* [PASSAGE TO READ]:
When compared to the control group, the advantages of the new strategy became even clearer. The control group, which used a less sophisticated clustering method and fixed pricing, also improved upon uncoordinated charging but fell short of the proposed model’s performance. The new strategy reduced the peak-to-valley difference by an additional 0.40% and slashed user charging costs by an extra 40.368%. Most importantly, it increased the amount of wind power saved (i.e., not curtailed) by 150.40% compared to the control group. This highlights the critical importance of the regulatory potential assessment and the dynamic, cluster-specific pricing. A one-size-fits-all approach, even with some level of clustering, cannot match the precision and effectiveness of a system that tailors incentives to the actual capabilities and grid conditions.
The role of the Electric Vehicle Load Aggregator (EVLA) is another key element of the proposed framework. Acting as an intermediary between the grid operator and individual EV owners, the EVLA is responsible for collecting data from connected vehicles, performing the regulatory potential assessment, forming clusters, and communicating the dynamic pricing signals. This centralized aggregation is essential for managing the complexity of thousands of individual assets. It transforms a chaotic collection of independent users into a coordinated, virtual power plant that can provide reliable and predictable grid services. The EVLA model also addresses the scalability issue, as the number of control variables in the optimization model is equal to the number of clusters (five in this case), not the number of individual EVs (3,000), making the problem computationally tractable.
The implications of this research extend far beyond the specific case study in Guangdong. As countries worldwide grapple with the dual challenges of electrifying transportation and decarbonizing electricity, the insights from this work are universally applicable. The core idea—that to maximize the value of EVs as grid assets, we must first understand and categorize their flexibility—is a fundamental shift in thinking. It moves the conversation from a simplistic view of EVs as just another load to a sophisticated understanding of them as a diverse and dynamic resource.

* [WRITTEN PROBLEM A]:
Decide whether each statement agrees with the passage on electric vehicle charging, answering yes or no and quoting the words that settle it: (i) The control group used fixed pricing. (ii) The number of control variables in the optimization model equals the number of individual EVs. (iii) Compared to the control group, the new strategy increased the amount of wind power saved by 150.40%.
* [WRITTEN PROBLEM B]:
According to the passage on electric vehicle charging, what is the EVLA responsible for? List every duty named.
* [WRITTEN PROBLEM C]:
Reproduce the stretch of the passage on electric vehicle charging from "When compared to" through "and grid conditions.".
The data below come from a separate source.

* [DATA LINES]:
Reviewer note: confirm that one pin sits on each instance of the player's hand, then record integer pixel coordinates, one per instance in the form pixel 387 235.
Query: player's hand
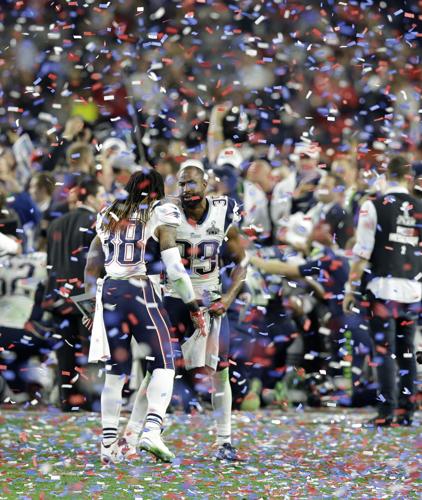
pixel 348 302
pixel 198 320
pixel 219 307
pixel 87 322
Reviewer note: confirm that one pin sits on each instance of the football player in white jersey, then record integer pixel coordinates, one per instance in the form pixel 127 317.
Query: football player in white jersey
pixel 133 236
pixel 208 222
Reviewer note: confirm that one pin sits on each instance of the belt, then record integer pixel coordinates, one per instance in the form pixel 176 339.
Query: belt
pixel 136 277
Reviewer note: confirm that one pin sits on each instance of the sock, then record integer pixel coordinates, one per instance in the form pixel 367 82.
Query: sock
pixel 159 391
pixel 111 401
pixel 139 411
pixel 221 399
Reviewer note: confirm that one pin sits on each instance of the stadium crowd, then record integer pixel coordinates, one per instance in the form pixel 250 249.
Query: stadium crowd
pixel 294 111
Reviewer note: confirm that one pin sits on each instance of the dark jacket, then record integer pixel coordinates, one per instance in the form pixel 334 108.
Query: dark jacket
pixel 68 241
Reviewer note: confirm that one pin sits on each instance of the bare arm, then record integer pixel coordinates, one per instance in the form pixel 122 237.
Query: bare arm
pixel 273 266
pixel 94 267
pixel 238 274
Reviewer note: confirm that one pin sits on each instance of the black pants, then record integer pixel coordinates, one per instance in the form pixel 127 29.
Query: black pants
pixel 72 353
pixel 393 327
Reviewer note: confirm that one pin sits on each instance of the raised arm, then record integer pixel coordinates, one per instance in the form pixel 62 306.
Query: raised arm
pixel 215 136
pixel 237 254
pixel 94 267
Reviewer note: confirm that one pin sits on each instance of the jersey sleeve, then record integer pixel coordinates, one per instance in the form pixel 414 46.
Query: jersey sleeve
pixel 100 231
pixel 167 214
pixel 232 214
---
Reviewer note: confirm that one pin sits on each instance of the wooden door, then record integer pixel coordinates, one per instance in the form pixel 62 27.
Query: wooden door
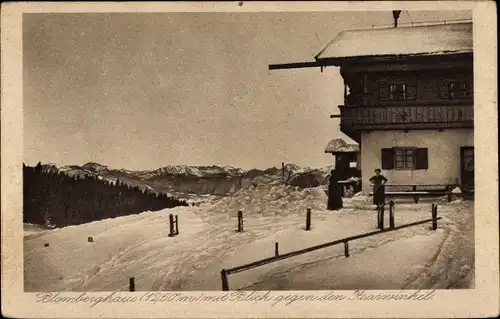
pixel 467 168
...
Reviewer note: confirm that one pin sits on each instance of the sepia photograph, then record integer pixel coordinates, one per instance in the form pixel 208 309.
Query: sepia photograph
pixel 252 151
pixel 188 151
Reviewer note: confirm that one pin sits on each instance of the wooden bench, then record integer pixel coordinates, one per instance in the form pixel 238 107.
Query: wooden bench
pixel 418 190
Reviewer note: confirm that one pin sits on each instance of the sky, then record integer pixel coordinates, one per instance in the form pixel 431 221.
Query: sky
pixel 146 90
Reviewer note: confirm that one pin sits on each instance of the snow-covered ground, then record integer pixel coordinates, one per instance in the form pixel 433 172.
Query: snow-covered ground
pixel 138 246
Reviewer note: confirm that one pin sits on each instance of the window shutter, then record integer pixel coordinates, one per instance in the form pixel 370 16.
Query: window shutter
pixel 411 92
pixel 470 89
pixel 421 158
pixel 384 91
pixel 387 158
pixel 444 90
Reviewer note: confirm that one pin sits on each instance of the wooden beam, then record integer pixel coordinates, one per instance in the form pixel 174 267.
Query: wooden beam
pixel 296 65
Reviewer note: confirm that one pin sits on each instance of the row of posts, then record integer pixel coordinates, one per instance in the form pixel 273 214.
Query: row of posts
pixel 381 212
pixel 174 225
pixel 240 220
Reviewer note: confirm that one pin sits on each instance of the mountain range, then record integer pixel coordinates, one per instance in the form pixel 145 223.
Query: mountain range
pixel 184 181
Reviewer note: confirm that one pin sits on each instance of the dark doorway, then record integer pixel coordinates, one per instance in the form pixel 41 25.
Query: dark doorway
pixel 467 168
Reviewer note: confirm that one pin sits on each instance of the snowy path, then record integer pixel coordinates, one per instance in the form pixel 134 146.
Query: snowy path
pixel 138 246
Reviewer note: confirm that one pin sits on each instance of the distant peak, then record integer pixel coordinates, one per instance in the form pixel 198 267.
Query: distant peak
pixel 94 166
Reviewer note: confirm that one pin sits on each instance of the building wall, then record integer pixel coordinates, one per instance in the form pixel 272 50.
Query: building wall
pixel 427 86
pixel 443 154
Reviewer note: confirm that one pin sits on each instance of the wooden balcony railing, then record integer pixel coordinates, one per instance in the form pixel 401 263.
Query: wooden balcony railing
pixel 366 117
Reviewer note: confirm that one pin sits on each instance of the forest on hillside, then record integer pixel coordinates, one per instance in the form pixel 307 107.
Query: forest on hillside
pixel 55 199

* [CORRECT OUTPUT A]:
(i) Yes: "used a less sophisticated clustering method and fixed pricing"
(ii) No: "the number of control variables in the optimization model is equal to the number of clusters (five in this case), not the number of individual EVs (3,000)"
(iii) Yes: "it increased the amount of wind power saved (i.e., not curtailed) by 150.40% compared to the control group"

* [CORRECT OUTPUT B]:
- Collecting data from connected vehicles
- Performing the regulatory potential assessment
- Forming clusters
- Communicating the dynamic pricing signals

* [CORRECT OUTPUT C]:
When compared to the control group, the advantages of the new strategy became even clearer. The control group, which used a less sophisticated clustering method and fixed pricing, also improved upon uncoordinated charging but fell short of the proposed model’s performance. The new strategy reduced the peak-to-valley difference by an additional 0.40% and slashed user charging costs by an extra 40.368%. Most importantly, it increased the amount of wind power saved (i.e., not curtailed) by 150.40% compared to the control group. This highlights the critical importance of the regulatory potential assessment and the dynamic, cluster-specific pricing. A one-size-fits-all approach, even with some level of clustering, cannot match the precision and effectiveness of a system that tailors incentives to the actual capabilities and grid conditions.